■ **EXERCISE OBJECTIVE**: Write out the material again, replacing "dropping a marker" with "placing a point" in every line where it appears. Leave all other text unchanged.

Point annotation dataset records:

####################

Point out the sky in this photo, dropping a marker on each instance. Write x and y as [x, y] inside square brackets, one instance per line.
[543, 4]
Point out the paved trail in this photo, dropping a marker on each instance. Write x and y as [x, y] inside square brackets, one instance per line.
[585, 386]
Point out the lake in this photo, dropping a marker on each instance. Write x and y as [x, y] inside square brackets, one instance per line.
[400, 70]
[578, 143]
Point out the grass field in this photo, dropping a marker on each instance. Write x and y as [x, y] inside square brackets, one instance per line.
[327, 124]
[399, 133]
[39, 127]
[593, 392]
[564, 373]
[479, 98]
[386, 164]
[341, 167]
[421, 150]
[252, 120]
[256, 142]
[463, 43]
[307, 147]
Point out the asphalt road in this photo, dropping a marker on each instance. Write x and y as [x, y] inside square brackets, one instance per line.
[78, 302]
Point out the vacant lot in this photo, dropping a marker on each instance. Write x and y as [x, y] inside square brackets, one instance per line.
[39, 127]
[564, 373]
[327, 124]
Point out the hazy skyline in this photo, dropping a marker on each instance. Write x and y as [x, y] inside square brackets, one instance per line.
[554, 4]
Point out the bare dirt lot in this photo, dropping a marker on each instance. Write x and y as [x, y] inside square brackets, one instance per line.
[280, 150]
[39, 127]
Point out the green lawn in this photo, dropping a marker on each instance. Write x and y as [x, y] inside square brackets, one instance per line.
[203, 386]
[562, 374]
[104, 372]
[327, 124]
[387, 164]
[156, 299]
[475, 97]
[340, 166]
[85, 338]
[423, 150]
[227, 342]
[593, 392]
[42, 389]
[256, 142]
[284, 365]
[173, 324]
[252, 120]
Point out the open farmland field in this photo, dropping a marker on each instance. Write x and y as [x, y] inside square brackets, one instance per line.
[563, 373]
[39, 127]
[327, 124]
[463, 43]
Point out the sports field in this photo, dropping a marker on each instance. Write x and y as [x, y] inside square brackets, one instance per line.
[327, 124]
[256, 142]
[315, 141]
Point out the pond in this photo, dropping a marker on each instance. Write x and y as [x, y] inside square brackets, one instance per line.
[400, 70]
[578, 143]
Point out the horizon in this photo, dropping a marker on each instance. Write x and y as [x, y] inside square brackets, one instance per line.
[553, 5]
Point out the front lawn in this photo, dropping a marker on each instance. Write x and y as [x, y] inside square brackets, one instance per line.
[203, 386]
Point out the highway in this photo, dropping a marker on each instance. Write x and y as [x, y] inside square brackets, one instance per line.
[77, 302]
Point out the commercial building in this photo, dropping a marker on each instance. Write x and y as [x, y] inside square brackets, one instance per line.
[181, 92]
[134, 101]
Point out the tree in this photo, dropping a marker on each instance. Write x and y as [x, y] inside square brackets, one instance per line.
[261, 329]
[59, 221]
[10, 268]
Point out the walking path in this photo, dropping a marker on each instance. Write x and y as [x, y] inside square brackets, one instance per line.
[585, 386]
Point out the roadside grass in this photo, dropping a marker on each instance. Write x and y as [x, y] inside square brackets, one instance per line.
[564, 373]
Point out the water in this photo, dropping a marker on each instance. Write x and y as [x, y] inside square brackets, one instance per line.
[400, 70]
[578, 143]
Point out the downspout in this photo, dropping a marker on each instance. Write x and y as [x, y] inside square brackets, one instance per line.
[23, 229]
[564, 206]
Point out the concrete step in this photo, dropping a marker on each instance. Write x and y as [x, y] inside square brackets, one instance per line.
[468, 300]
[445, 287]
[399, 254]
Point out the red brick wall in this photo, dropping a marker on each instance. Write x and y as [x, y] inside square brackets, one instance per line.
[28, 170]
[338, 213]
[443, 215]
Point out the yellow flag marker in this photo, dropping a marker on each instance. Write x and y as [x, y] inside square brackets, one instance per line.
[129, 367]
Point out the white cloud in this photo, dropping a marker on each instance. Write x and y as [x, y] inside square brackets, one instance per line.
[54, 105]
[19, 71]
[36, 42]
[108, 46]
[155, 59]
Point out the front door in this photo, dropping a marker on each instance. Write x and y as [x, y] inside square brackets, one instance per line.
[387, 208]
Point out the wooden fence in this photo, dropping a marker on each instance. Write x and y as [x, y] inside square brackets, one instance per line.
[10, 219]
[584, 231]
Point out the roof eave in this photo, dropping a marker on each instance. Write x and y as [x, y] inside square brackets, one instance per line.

####################

■ **REPLY TO THE EXERCISE**:
Point out the sky in this photo, placing a point on each instance. Write x and y as [x, y] inside square brackets, one instance per line.
[543, 4]
Point out the paved trail in this photo, placing a point on each instance. Write x and y as [x, y] inside square brackets, one instance per line.
[585, 386]
Point out the lake in this photo, placing a point on each instance. Write x and y as [x, y] inside square brackets, one instance per line.
[400, 70]
[578, 143]
Point out the grass field in this photo, placing a point on each instance. Write x and y as [x, y] inside square brackets, one instance per line.
[327, 124]
[399, 133]
[39, 127]
[593, 392]
[564, 373]
[479, 98]
[386, 164]
[341, 167]
[421, 150]
[252, 120]
[256, 142]
[463, 43]
[307, 147]
Point out the asphalt road in this photo, placing a point on each instance. Write x and y as [x, y] inside square brackets, one instance per line.
[78, 302]
Point out the vacant lot in this photo, placing a point on each instance. Write x and y as [x, y] inside square brackets, one instance per line.
[39, 127]
[564, 373]
[327, 124]
Point out the hazy skyline in this photo, placing a point on each instance. Write x and y as [x, y] inside square brackets, one instance per line.
[554, 4]
Point out the bare dirt lot in this photo, placing a point on each instance. Write x and y as [x, y] inside square brackets, one instance per line.
[280, 150]
[39, 127]
Point out the green lawn in this photo, placing a point on each instance. Write x and y as [x, y] inside square brackets, one instance per line.
[203, 386]
[562, 374]
[104, 372]
[327, 124]
[387, 164]
[156, 299]
[475, 97]
[340, 166]
[85, 338]
[423, 150]
[227, 342]
[593, 392]
[42, 389]
[256, 142]
[284, 365]
[173, 324]
[252, 120]
Point out the open farmland field in this photo, placing a point on each instance. Write x and y as [x, y] inside square brackets, one instance per line.
[563, 373]
[39, 127]
[327, 124]
[463, 43]
Point out the sports field in this photo, placing a point on each instance. Write x and y as [x, y] inside square brackets, one instance per line.
[327, 124]
[256, 142]
[315, 141]
Point out the pond in this photo, placing a point on each instance. Write x and y as [x, y] inside square brackets, one instance per line.
[400, 70]
[578, 143]
Point out the horizon in this photo, placing a point on each instance. Write x and y as [x, y] inside square brackets, one instance per line.
[553, 5]
Point out the front lawn in this photo, placing a point on each instance. Write x and y as [x, y] inside square brackets, one instance per line.
[203, 386]
Point out the highway in this photo, placing a point on each instance. Write x and y as [x, y] inside square brackets, one instance per line.
[77, 302]
Point out the commercial building in this photo, placing a point on each instance. Write x and y as [x, y] inside square brackets, one instance per line.
[181, 92]
[134, 101]
Point out the tree in this photo, placing a point on each instance. Write x and y as [x, y] inside square brackets, one instance per line.
[261, 329]
[59, 221]
[10, 268]
Point out the walking path in this photo, placing a point on each instance. Write x and y as [x, y] inside square brackets, one instance per line.
[585, 386]
Point out the roadside grass in this photo, placing a point on each instance. Write x and y as [x, y] inside square brackets, one instance per line.
[564, 373]
Point out the water in this photo, placing a point on each instance. Write x and y as [x, y] inside square brackets, one instance per line.
[400, 70]
[578, 143]
Point out the downspout in this photo, placing a point on each instance. Write x and y as [x, y] inside square brackets, one instance per line.
[23, 229]
[564, 206]
Point out the concrete step in this photo, placing a point on each instance. Write x and y as [x, y] inside square brackets, one instance per line.
[468, 300]
[445, 287]
[399, 254]
Point out the red brick wall in this photo, placing a point on each instance. Write x and y as [x, y] inside square brackets, one instance per line.
[28, 170]
[338, 213]
[443, 215]
Point out the yellow flag marker in this photo, placing a point on each instance. Write x and y as [x, y] inside square brackets, one instance per line.
[129, 367]
Point out the white cloud in this photo, placing a point on each instance. Write x and y as [x, y] inside square brackets, one instance per line.
[54, 105]
[19, 71]
[36, 42]
[108, 46]
[155, 59]
Point out the front door in this photo, placing a point on each instance. Write x and y as [x, y] inside square brackets, one instance per line.
[387, 208]
Point out the wooden fence in this photo, placing a point on each instance. Write x and y as [x, y] inside square brackets, one instance per line.
[10, 219]
[584, 231]
Point out the roof eave in this photo, placing a point on each instance. Write x and y as [x, y] inside square brackets, one instance per line.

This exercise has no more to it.